>>>

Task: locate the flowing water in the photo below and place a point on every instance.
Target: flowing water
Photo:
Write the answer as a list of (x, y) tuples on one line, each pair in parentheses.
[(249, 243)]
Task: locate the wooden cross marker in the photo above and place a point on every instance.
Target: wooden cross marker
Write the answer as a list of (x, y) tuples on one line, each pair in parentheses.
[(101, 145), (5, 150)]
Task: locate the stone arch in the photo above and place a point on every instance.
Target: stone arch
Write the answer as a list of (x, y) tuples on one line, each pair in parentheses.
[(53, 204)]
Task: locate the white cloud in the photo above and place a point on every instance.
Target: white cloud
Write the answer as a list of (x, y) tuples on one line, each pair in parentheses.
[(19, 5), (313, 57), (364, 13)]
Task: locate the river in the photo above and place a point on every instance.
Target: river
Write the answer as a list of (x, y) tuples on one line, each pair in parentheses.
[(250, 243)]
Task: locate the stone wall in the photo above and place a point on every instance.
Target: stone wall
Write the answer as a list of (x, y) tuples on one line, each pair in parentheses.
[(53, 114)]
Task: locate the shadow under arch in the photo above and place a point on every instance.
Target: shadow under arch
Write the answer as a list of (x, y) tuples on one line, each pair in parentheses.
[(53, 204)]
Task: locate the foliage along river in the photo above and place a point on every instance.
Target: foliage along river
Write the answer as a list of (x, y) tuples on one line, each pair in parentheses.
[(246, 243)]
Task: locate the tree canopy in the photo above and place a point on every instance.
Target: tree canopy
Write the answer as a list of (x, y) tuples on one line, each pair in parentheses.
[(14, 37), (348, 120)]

<<<
>>>

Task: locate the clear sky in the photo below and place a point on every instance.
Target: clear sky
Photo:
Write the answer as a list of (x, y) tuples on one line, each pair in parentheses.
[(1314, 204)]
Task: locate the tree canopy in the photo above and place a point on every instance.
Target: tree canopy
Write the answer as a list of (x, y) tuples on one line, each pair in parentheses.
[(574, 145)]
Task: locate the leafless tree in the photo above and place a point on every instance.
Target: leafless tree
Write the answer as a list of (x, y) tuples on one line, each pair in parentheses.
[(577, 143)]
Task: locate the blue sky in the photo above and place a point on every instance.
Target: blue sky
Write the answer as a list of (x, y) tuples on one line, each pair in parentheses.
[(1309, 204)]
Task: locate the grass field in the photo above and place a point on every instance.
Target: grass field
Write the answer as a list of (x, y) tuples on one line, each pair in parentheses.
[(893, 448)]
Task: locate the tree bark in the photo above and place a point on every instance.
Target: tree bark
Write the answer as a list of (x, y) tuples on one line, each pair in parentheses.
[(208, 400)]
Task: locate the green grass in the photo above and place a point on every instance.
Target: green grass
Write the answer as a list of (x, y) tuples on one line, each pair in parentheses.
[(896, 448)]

<<<

Problem statement: Could you write out the records again from the line with "Task: locate the wooden" to the line with "[(14, 37), (348, 120)]", both ends included, keeping the requests as they are but scaling every coordinate in the answers by 1.75 and rounding each to a whole number, with halves rounded up?

Result of the exercise:
Task: locate the wooden cross marker in the photo above and place a point on every instance.
Target: wooden cross marker
Write the answer as a list of (x, y) tuples on one line, each pair in parentheses.
[(177, 254), (9, 263)]
Task: locate the stone arch in the photo above and place a point on every instance.
Target: stone arch
Write the answer as a list of (x, y) tuples on one line, each pair in parentheses.
[(93, 357)]
Task: locate the white cloud in the photo above and place a point on every instance.
Target: white cloud
Write the answer as a list of (x, y) tuples on one line, each pair in parentheses.
[(33, 9), (548, 100), (637, 23)]
Task: locate the river in the photo above and place a point on every instance.
Target: river
Write the answer as a list of (x, y) tuples on one line, each pair in parentheses.
[(438, 425)]
Task: locate the stone wall in the photo above and place a point on every instance.
Target: stone wall
Write the answer as a list of (x, y) tuples on one line, each pair in parentheses.
[(93, 200)]
Task: locate the shadow under arch in the photo above and place a point on every instance.
Target: shadow under arch
Write the answer as a list of (x, y) tuples on one line, each pair in parentheses.
[(93, 357)]
Task: locate the foliage along river in the photo above and place a point on every instance.
Target: foliage along river
Write the answer as a list of (x, y) tuples on one line, each pair in parentheses.
[(431, 425)]
Task: locate the tree canopy in the photo above and place a point on every instance.
Target: tree canopy
Write the answer as a list of (x, y) tuples on one line, each pair in parentheses.
[(25, 65), (609, 210)]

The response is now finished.